_THE RECORDS_:
****************************************
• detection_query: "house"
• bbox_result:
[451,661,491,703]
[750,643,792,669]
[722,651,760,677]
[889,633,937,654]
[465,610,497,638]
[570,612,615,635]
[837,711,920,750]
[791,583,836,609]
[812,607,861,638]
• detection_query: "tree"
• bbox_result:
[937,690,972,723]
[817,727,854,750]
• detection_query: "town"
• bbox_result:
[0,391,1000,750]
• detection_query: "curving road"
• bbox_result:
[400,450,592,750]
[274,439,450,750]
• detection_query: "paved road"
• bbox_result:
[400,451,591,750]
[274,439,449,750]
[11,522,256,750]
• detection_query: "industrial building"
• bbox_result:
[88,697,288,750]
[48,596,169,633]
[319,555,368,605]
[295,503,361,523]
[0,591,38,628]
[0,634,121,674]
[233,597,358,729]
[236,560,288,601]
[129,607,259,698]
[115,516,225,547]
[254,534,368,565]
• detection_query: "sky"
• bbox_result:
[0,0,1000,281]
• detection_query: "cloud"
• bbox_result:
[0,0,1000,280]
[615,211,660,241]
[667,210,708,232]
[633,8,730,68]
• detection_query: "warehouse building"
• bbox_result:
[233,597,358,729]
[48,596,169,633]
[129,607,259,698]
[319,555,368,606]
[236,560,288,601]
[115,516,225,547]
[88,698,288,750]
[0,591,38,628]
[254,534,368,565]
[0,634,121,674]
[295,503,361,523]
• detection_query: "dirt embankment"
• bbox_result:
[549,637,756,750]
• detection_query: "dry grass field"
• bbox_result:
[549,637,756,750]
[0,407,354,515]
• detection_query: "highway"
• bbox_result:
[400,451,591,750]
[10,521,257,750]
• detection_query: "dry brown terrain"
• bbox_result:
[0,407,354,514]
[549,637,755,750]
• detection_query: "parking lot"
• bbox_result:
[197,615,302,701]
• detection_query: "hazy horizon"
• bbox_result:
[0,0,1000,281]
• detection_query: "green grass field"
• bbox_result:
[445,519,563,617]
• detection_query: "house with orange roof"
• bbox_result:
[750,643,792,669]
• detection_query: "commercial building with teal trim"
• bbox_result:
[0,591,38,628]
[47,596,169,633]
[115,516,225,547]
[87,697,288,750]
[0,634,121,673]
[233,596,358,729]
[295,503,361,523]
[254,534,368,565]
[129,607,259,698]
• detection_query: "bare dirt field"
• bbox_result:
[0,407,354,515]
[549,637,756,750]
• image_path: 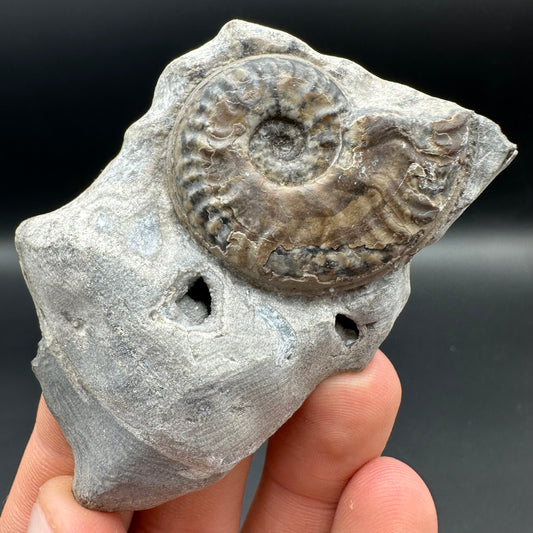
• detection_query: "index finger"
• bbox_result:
[0,396,74,533]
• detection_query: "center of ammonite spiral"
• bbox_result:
[249,117,308,184]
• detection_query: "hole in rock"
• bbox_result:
[335,315,359,346]
[176,276,211,324]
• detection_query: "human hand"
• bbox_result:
[0,351,437,533]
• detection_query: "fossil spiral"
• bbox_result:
[169,54,473,293]
[16,21,516,511]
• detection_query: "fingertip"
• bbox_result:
[332,457,438,533]
[35,476,131,533]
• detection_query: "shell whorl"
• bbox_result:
[169,55,470,293]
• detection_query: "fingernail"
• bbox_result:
[28,503,54,533]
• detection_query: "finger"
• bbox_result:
[331,457,438,533]
[130,457,251,533]
[244,351,401,533]
[0,397,74,533]
[28,476,132,533]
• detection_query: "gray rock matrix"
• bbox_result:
[16,20,516,511]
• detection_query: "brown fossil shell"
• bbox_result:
[169,54,473,294]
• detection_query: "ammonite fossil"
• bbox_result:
[16,21,516,510]
[170,54,477,293]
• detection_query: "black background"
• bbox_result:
[0,0,533,533]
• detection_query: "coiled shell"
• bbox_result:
[170,55,470,293]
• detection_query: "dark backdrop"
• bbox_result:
[0,0,533,533]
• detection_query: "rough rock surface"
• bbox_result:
[16,21,516,511]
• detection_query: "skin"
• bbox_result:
[0,351,437,533]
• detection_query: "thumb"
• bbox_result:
[28,476,133,533]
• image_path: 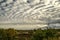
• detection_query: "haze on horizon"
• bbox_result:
[0,0,60,29]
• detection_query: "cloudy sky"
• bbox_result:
[0,0,60,29]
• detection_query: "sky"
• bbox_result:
[0,0,60,29]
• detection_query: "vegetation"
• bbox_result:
[0,28,60,40]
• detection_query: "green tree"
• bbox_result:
[0,29,7,40]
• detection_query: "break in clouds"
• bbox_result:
[0,0,60,29]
****************************************
_GIVEN TASK_: Find every line above that contains the word "with" and copy each one out.

_WRITTEN RESPONSE_:
• detection_query: "house with orange roof"
• detection_query: "commercial building with teal trim"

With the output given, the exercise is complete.